(Dataset excerpts on object pointing)
————————
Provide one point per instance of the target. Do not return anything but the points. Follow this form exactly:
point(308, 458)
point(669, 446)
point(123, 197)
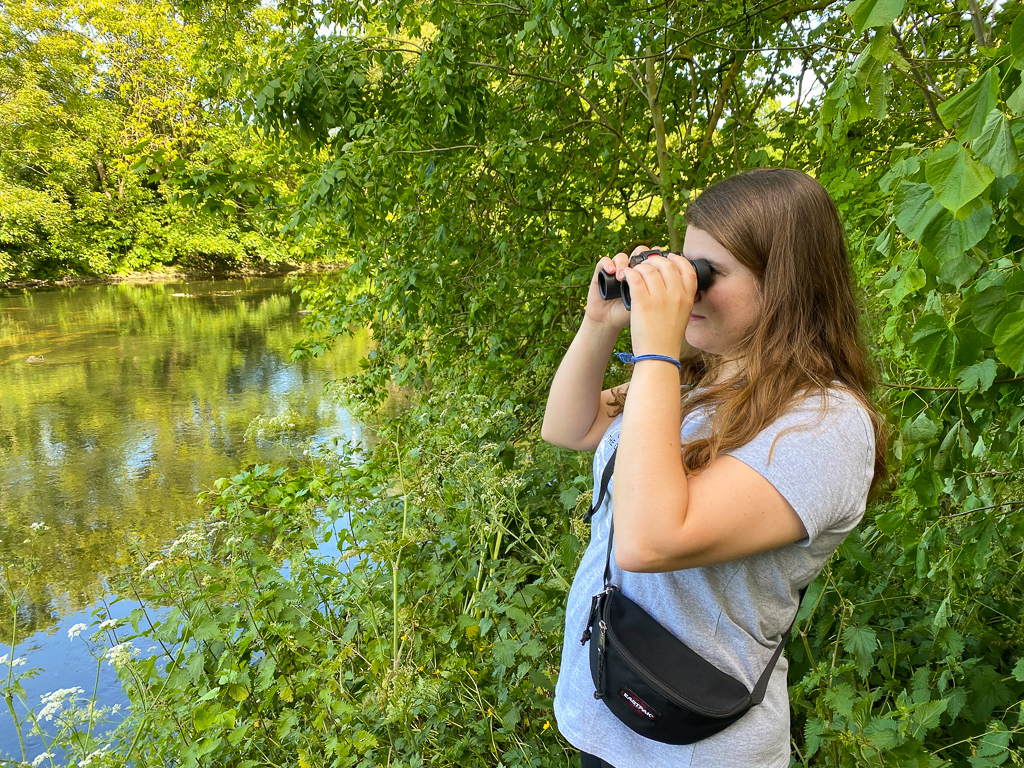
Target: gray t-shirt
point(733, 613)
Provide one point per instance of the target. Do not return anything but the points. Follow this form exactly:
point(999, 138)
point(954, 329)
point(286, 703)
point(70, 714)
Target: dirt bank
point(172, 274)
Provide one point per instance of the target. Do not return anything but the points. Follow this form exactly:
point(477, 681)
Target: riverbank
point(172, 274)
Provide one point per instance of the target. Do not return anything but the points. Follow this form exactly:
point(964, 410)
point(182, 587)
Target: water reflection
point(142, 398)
————————
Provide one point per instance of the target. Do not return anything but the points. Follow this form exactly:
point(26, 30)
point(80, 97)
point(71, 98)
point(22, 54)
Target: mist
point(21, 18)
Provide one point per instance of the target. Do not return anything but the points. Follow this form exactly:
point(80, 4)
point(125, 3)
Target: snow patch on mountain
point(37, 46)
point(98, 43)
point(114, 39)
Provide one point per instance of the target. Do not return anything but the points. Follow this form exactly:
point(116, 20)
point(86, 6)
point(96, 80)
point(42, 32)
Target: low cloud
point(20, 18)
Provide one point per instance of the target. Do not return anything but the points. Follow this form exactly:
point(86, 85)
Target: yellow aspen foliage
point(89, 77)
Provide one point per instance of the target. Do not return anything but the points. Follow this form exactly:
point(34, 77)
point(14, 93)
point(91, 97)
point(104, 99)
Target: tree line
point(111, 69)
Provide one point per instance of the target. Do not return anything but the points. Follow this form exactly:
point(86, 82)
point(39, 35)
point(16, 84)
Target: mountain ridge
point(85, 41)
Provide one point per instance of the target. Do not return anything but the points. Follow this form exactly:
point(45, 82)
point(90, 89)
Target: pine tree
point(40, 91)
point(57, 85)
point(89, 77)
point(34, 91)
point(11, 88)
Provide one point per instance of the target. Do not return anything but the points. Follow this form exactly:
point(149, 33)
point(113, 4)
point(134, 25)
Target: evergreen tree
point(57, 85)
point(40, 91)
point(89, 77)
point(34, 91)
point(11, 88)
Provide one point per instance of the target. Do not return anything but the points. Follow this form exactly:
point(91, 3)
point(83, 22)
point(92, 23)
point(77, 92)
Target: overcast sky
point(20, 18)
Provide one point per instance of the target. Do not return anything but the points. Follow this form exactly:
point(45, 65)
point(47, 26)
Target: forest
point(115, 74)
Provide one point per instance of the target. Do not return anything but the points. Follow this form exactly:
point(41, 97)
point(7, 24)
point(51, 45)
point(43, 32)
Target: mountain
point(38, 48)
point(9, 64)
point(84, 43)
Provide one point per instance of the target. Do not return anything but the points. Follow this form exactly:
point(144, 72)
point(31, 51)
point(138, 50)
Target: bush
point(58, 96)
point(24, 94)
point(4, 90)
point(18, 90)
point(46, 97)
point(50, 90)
————————
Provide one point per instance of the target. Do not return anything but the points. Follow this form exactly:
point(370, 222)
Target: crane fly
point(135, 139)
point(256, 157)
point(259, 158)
————————
Which lines above contain the string "mountain"? Show each of them in full.

Target: snow patch on mountain
Target: mountain ridge
Target: mountain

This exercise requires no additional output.